Continue the stainless shim sourcing guide below from the point where it ends.

» **Document section**

....

What to confirm before issuing a PO
- Sample order verification — pay for 2-3 sample rolls of the exact specifications you'll order in volume; measure thoroughly before committing to the main order.
- Thickness tolerance written into PO — not just the nominal; specify the acceptance band and the inspection method (micrometer at N points per roll).
- Material certificate per shipment — EN 10204 3.1 minimum.
- Pre-shipment inspection right — for orders above USD 10K, reserve the right to third-party inspect (SGS or equivalent) at the factory before shipment.
- Packaging requirements — individual labelled tubes, palletised for ocean freight, moisture-resistant wrap.
- Replacement terms — for off-tolerance shipments, what's the supplier's commitment? Premium suppliers replace; cheap suppliers offer "discount on next order."
Stainless shim logistics: China → USA
- Sea freight: Shanghai/Ningbo/Tianjin to US West Coast (LA/Long Beach, Oakland) is 14-21 days; to US East Coast (NY/NJ, Charleston, Savannah) is 30-40 days via Panama. Shim stock is dense and ships well as palletised cargo.
- Container utilisation: a typical 6" × 50" stainless shim roll weighs 5-25 kg depending on thickness; 50-100 rolls fits comfortably in a single 20' container with other cargo.
- Tariffs: stainless steel products from China face Section 301 tariffs (currently 25% on most categories) plus the underlying duty rate. Verify current rate with a US customs broker — shim stock typically classifies under HTS 7220.20 (stainless flat-rolled, cold-rolled, ≤600mm width) at duty rate 0-3.7% plus the Section 301 tariff.
- Country of origin: for US Section 301 tariffs, country of origin is determined by where substantial transformation occurred. Stainless rolled and slit in China is China-origin; this matters for tariff calculation and ITC anti-dumping rulings.
- Sample shipping: for samples of 2-3 rolls, courier (DHL, FedEx) is fast (5-7 days) at ~USD 80-180 — cost-effective for sample-stage validation.
Frequently asked questions
What's the difference between 304 and 316 stainless for shim stock?
304 (18% Cr, 8% Ni) is the most common stainless — good general corrosion resistance, food-safe, widely available. 316 (16% Cr, 10% Ni, 2-3% Mo) has better chloride resistance — needed for marine, salt-air, or chemical-process environments. For most industrial shim applications, 304 is sufficient. For shim stock that will be exposed to salt spray, food acids, or chloride-bearing process fluids, 316L is worth the cost premium (typically 20-40% over 304). The thinner the shim, the more rapidly corrosion attacks it, so corrosion-prone applications particularly benefit from 316L.
Can Chinese suppliers really hit ±3-5% thickness tolerance on 0.05 mm stock?
Yes, premium Chinese cold-rolling mills hit ±0.002 mm tolerance on 0.05 mm stock (which is 4% of nominal) routinely. The technology is well-established — 20-stand Sendzimir rolling mills with constant tension control are standard in Chinese specialty stainless mills. Where buyers get burned is when suppliers cut corners on inspection: the equipment can produce tight tolerance, but if QC doesn't sort the out-of-spec rolls, the buyer gets a mix. Verify QC procedure, not just rolling capability.
What's the typical price range for 304 stainless shim stock from China?

....

» **Data section**
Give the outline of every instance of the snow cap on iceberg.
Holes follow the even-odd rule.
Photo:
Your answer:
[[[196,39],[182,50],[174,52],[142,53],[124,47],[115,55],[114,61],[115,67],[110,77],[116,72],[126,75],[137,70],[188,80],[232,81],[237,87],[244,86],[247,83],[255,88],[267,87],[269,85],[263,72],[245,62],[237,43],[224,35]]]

....

» **Answer to this problem**
FOB China pricing for 304 stainless shim in 6" × 50' rolls (varies with thickness and quantity): 0.05 mm typical USD 18-45 per roll; 0.10 mm USD 22-50; 0.305 mm USD 35-85; 0.64 mm USD 65-180. Pricing scales roughly with material weight. Compared to US distributor pricing on equivalent stock (typically USD 45-280 per roll depending on thickness), Chinese FOB pricing is 30-50% lower. After Section 301 tariffs, ocean freight, and importer margin, landed cost is typically 60-80% of US distributor pricing — still meaningful savings on a 50+ roll order.
What documentation should accompany a shim stock shipment?
Standard pack: commercial invoice, packing list, bill of lading, certificate of origin, EN 10204 3.1 material certificate per heat lot showing actual chemistry and mechanical properties, dimensional inspection report (thickness measurements at multiple points along each roll), and packing certificate confirming individual roll labelling. For US import: HTS code classification on commercial invoice, FDA certification if applicable (food contact), and supplier identification documentation for ACE (Automated Commercial Environment) filing.
Closing thought
Shim stock looks like a commodity until you've received an order full of out-of-tolerance rolls. The 50-roll volume on this inquiry is right in the sweet spot for direct China sourcing: large enough to justify the supplier qualification work, small enough that one bad shipment doesn't destroy the project. A serious supplier responds with a tolerance spec, a material certificate template, and a sample policy. A trader responds with a price per roll and a delivery date. The first response is worth its margin; the second response is how you end up with 50 rolls of 0.06 mm stock when you ordered 0.05 mm.
Notes & transparency
Brand mentions: No Tier-1 brand cross-references in this article. References to standards (EN 10204, HTS classifications, Section 301) are factual regulatory references, not brand endorsements.
Inquiry transparency: The BOM described above is reproduced from a real US buyer inquiry received in April 2026; all buyer-identifying details have been redacted.
Tariff & regulatory: US Section 301 tariffs on Chinese steel products are subject to change. Verify current rates and exclusions with a licensed US customs broker before commitment. This article is editorial commentary, not regulatory or tariff advice.
Material specification: Stainless steel grade selection has real durability and safety implications. Verify the grade requirement with a metallurgist or engineering specification document before committing to a non-304 specification.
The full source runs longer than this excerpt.